● **RECORDS SHOWN**
○ ○ ○ ○

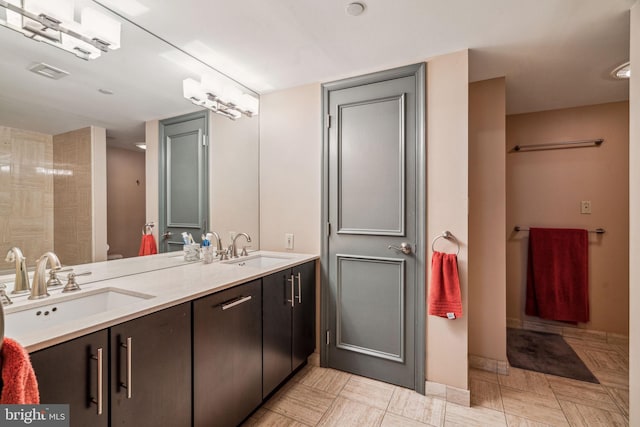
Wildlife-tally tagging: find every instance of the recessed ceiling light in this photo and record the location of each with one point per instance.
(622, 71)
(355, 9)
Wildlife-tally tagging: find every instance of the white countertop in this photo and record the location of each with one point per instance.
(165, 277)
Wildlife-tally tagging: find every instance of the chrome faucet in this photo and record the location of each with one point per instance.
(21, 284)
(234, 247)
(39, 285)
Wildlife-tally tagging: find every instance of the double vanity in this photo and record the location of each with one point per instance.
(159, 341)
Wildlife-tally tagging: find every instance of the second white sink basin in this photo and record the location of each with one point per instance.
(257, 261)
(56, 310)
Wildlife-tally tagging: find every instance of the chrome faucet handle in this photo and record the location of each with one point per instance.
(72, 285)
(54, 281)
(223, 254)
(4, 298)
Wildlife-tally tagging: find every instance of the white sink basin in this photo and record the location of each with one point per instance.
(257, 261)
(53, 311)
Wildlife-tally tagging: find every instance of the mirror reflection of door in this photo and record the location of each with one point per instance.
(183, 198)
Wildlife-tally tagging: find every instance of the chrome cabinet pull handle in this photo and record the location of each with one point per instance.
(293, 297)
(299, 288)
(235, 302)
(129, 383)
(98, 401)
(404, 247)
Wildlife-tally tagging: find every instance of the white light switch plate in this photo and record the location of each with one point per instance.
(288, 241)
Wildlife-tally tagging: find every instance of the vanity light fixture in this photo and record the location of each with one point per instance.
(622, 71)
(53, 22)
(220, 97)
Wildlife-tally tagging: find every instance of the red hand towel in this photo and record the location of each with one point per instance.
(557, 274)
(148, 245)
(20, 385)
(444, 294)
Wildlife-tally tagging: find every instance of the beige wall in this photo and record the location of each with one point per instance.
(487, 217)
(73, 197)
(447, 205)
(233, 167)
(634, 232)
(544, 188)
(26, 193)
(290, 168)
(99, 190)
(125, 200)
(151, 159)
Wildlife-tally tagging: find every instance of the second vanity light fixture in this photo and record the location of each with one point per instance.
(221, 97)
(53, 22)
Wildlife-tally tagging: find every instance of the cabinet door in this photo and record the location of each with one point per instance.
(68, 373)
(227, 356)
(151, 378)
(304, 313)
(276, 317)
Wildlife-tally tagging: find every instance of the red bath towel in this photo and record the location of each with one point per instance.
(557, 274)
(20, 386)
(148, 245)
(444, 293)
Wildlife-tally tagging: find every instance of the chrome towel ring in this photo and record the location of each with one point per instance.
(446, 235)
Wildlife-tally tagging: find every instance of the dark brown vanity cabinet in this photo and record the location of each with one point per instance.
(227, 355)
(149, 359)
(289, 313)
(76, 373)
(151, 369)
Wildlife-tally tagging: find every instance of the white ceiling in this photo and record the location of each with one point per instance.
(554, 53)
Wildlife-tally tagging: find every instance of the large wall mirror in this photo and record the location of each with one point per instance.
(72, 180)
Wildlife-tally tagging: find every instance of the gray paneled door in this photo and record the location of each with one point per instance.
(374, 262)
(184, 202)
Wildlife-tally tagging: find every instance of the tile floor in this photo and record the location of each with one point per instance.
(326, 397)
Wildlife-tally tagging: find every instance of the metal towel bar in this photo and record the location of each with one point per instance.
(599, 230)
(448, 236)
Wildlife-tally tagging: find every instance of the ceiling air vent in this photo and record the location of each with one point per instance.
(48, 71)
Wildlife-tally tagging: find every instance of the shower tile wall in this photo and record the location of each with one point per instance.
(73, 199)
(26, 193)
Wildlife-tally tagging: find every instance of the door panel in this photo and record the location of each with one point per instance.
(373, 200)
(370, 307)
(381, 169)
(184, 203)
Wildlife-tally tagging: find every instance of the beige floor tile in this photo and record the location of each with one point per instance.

○ ○ ○ ○

● **WHAT NEEDS TO BE DONE**
Retype, exactly and only, the lines running from the one with "Wildlife-tally tagging: find every instance of the door" through the final line of the listing above.

● **RESPONSE BOX**
Wildlife-tally tagging: find every instance of the door panel in this photo and record the location of each with one point per instance.
(373, 200)
(370, 307)
(381, 169)
(184, 203)
Wildlife-tally tagging: find every instance of the beige floor tile in this photo and record the location of each with one point per instance.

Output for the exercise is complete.